WHAT TO DO:
Show every line below that contains the string "outline".

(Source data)
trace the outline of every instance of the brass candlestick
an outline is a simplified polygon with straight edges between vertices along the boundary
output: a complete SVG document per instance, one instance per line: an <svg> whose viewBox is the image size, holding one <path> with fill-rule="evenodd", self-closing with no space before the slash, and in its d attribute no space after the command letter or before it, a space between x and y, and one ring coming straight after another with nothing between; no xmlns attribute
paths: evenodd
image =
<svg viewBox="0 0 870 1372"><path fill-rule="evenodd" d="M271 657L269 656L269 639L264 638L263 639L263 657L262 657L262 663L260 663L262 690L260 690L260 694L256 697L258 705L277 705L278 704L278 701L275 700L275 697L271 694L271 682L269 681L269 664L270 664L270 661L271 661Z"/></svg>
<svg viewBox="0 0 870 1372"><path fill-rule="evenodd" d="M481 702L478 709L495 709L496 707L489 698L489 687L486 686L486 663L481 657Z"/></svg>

REPLY TO THE TASK:
trace the outline of every instance of the brass candlestick
an outline is a simplified polygon with straight edges between vertices along the boundary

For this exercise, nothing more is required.